## Requirement:
In the page excerpt on Bob Marley's 1980 performance in Zimbabwe, why was Marley invited to the Zimbabwe Independence celebrations? Answer in one to three sentences.

One of the most poignant moments of Bob Marley’s career was his performance at the Zimbabwe Independence celebrations in 1980, to which he was invited on the strength of his beautiful song, Zimbabwe, which became an anthem of the liberation movement (“Every man got the right to decide his own destiny / And in this judgement there is no partiality / So arm in arms, with arms, we’ll fight this little struggle / Cos that’s the only way we can overcome our little trouble.”). Covering this event, Macdonald can’t help but take a pop at the leader of Zimbabwe’s hard-fought liberation struggle, Robert Gabriel Mugabe. There are long, drawn-out shots of posters showing Mugabe’s face, the obvious subtext being: Zimbabwe is a crazy African dictatorship, because only in a crazy African dictatorship would you find pictures of the Prime Minister on a poster. Apparently it is too far a stretch of the imagination to think that people would ever willingly display affection and respect for a man who personified their decades-long fight against apartheid and white supremacy.

Mugabe is considered by millions of Africans as one of the great heroes of the African cause, but that didn’t stop the trendy liberals of Dalston from booing at the footage of him making a speech. Tellingly, they were quiet just a few seconds earlier during the footage of Ian Smith – the apartheid fascist Prime Minister of ‘Rhodesia’ – making a speech saying that black majority rule would not be allowed “even in a thousand years”. Bob Marley must be turning in his grave.

## Provided information:
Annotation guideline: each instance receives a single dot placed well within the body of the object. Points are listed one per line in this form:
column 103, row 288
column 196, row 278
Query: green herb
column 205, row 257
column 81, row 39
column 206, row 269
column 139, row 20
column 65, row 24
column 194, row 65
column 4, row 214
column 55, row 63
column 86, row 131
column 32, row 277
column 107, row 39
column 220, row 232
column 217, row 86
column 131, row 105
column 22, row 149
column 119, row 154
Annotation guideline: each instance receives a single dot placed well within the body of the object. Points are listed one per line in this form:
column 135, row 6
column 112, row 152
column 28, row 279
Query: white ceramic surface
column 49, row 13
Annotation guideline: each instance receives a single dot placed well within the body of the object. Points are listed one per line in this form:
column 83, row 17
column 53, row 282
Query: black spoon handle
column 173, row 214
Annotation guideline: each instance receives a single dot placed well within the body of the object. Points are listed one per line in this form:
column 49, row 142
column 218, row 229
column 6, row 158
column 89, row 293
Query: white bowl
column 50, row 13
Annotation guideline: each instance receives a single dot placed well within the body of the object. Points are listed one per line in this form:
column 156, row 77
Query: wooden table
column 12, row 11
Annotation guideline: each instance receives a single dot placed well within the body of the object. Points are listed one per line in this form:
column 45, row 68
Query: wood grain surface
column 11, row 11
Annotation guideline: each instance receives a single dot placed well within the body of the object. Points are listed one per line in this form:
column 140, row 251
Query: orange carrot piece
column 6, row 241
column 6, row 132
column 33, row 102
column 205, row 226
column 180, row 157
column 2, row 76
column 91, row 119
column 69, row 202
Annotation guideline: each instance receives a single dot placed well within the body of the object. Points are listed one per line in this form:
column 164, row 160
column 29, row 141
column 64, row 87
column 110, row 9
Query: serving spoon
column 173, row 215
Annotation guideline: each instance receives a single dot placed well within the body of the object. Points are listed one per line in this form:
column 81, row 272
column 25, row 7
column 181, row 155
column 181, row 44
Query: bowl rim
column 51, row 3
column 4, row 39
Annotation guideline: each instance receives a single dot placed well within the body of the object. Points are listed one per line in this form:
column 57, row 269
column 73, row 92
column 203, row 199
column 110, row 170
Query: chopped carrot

## Exercise output:
Marley was invited on the strength of his song "Zimbabwe," which had become an anthem of the liberation movement.